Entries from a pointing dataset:
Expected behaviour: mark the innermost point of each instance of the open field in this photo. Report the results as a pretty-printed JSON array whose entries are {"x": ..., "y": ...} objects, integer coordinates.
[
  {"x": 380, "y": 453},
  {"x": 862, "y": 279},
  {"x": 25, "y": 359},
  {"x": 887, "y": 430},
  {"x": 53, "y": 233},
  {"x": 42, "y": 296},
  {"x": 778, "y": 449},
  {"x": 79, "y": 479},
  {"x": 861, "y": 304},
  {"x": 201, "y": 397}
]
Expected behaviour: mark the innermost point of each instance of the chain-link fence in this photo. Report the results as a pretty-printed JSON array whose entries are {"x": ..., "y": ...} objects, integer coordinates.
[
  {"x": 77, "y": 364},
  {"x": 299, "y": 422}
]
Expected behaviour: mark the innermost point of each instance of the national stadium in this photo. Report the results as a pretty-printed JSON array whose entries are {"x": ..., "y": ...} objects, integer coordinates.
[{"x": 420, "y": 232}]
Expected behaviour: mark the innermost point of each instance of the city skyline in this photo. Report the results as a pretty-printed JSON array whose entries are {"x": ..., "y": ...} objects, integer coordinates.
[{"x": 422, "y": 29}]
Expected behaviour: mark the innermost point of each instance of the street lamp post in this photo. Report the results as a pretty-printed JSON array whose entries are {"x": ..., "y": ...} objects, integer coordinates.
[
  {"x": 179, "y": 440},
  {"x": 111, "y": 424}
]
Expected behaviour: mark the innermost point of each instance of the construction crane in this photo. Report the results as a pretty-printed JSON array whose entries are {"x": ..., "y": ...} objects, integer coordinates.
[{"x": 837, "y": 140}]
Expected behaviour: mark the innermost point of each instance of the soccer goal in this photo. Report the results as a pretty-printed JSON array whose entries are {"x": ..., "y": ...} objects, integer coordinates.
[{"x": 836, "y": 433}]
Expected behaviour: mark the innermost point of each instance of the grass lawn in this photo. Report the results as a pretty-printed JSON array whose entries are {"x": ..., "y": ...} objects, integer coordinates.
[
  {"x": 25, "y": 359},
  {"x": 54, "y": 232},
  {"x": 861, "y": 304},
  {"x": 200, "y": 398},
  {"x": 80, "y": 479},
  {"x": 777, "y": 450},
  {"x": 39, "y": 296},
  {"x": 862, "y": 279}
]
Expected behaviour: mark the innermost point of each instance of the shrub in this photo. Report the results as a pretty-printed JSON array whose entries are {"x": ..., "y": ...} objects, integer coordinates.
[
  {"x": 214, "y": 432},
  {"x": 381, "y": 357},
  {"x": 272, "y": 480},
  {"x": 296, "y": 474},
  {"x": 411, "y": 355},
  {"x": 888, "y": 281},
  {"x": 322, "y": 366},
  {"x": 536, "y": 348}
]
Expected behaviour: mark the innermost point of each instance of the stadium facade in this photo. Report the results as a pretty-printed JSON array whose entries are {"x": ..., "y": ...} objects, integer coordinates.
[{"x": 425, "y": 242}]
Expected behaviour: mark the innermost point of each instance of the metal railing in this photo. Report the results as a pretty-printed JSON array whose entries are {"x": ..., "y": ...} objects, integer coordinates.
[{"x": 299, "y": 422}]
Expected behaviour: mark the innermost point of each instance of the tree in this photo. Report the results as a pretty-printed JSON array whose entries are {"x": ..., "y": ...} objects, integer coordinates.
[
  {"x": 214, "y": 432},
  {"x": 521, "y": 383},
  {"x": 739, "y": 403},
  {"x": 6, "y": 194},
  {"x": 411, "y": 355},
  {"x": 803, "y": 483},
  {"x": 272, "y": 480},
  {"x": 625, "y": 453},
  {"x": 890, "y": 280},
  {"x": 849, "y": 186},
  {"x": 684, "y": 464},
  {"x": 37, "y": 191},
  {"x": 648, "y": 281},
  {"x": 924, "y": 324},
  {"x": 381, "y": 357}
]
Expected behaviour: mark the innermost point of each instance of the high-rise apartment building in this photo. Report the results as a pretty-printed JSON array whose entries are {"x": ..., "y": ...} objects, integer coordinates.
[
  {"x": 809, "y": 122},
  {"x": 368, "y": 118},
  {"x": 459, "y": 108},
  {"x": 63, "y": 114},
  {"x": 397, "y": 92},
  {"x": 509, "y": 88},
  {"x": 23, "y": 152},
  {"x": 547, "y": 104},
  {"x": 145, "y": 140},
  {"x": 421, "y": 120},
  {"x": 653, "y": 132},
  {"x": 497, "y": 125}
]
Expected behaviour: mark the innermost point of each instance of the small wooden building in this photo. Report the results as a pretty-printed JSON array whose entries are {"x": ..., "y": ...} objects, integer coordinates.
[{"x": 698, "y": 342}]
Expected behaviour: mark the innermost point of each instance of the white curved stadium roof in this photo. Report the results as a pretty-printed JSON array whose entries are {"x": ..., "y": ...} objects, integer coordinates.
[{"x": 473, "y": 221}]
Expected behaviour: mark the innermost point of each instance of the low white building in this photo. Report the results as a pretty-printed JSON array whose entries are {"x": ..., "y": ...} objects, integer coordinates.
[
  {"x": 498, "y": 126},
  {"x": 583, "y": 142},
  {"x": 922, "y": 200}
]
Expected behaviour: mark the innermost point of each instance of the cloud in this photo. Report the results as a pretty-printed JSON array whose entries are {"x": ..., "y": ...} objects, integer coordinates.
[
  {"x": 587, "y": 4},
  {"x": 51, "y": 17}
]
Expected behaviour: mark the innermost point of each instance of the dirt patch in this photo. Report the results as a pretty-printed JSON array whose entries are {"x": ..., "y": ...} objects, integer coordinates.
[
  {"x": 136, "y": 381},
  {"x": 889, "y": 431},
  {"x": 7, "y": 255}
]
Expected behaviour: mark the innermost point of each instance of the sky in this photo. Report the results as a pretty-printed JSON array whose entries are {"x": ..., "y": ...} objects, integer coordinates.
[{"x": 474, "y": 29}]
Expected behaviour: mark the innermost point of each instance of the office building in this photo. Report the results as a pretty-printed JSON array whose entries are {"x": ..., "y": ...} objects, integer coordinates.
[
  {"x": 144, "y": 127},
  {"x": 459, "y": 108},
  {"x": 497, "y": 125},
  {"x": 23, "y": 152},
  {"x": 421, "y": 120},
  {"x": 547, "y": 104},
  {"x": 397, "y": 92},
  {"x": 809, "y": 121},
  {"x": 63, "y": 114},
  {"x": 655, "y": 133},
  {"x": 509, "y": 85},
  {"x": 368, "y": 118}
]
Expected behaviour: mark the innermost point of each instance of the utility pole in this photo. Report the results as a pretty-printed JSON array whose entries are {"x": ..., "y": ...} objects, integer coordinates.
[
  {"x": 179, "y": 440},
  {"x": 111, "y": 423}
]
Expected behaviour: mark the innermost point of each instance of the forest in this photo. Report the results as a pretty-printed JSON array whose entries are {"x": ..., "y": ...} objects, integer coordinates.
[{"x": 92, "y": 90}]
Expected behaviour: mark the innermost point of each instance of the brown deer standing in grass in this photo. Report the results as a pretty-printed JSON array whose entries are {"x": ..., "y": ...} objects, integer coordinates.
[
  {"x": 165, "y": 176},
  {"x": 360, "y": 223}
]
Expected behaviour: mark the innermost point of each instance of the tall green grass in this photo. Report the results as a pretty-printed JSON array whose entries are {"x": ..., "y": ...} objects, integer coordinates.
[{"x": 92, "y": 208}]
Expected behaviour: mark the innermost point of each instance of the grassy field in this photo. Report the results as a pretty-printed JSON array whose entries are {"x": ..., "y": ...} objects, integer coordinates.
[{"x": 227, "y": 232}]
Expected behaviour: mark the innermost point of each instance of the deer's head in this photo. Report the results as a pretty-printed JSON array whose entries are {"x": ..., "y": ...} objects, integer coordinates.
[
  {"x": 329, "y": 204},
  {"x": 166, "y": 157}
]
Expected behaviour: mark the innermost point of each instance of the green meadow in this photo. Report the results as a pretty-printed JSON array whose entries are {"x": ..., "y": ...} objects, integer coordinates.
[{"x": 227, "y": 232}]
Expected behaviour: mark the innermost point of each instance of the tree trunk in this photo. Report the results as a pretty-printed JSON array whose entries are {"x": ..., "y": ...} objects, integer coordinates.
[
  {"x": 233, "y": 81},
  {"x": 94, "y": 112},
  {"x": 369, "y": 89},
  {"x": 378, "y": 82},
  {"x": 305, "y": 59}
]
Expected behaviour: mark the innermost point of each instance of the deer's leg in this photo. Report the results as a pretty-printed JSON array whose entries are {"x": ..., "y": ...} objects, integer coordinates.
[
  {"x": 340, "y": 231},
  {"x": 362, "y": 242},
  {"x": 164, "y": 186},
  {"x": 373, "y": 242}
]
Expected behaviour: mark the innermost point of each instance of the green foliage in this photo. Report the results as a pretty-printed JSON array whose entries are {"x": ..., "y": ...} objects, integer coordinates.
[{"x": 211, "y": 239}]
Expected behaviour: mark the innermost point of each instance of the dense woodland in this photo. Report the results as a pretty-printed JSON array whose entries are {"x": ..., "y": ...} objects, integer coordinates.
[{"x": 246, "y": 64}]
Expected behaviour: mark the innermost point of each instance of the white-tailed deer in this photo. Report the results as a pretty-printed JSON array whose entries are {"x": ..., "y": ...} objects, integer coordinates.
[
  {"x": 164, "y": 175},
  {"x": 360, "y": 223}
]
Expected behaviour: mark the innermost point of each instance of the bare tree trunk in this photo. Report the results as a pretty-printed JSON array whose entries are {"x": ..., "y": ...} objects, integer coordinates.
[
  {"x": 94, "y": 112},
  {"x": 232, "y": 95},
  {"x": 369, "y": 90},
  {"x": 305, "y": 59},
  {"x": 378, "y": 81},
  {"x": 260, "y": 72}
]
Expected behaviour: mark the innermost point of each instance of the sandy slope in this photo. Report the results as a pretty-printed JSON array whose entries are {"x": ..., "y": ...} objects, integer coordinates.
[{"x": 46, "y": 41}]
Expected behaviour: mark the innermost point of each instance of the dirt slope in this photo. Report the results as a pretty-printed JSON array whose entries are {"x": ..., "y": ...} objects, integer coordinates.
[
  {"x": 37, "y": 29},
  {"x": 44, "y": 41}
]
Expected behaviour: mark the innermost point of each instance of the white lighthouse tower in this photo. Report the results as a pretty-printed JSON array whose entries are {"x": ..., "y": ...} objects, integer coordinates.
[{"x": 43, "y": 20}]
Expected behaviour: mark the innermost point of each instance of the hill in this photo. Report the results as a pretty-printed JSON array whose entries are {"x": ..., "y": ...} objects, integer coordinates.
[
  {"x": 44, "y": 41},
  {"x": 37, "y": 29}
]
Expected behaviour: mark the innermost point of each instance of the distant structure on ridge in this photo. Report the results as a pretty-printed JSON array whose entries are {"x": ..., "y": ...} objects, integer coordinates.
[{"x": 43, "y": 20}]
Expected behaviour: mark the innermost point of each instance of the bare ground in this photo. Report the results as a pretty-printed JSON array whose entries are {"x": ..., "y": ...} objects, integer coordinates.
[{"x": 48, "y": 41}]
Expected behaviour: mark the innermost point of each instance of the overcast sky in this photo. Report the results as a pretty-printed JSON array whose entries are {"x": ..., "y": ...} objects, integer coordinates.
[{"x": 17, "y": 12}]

WHAT THE EXERCISE ASKS
Repeat only the stretch of lines starting at the one containing "the white lighthouse" and running to the final line of the entries above.

OUTPUT OF THE TASK
Expected behaviour: mark the innermost point of each instance of the white lighthouse tower in this photo. Report the results as a pretty-printed JSON array whose entries are {"x": ..., "y": ...} objects, integer coordinates.
[{"x": 43, "y": 20}]
Expected behaviour: mark the innermost point of each instance of the hill in this photo. Report the results as a pretty-printed JSON array whose entries are {"x": ..., "y": ...} objects, integer coordinates.
[
  {"x": 44, "y": 41},
  {"x": 37, "y": 29}
]
Expected behaviour: mark the innermost point of each instance of the distant structure on ridge in this photo. Report the results as a pretty-printed JSON array whose entries are {"x": ..., "y": ...} objects, integer coordinates.
[{"x": 43, "y": 20}]
Expected behaviour: mark the innermost point of each instance of the bare ground in this photo. Report the results as a pretty-printed JSON array whose entries are {"x": ..., "y": ...} objects, integer coordinates.
[{"x": 48, "y": 41}]
Expected behaviour: mark the innermost point of each instance of the overcast sky in this photo. Report the results as a pretty-printed JSON array whose entries are {"x": ..., "y": ...} objects, integer coordinates.
[{"x": 17, "y": 12}]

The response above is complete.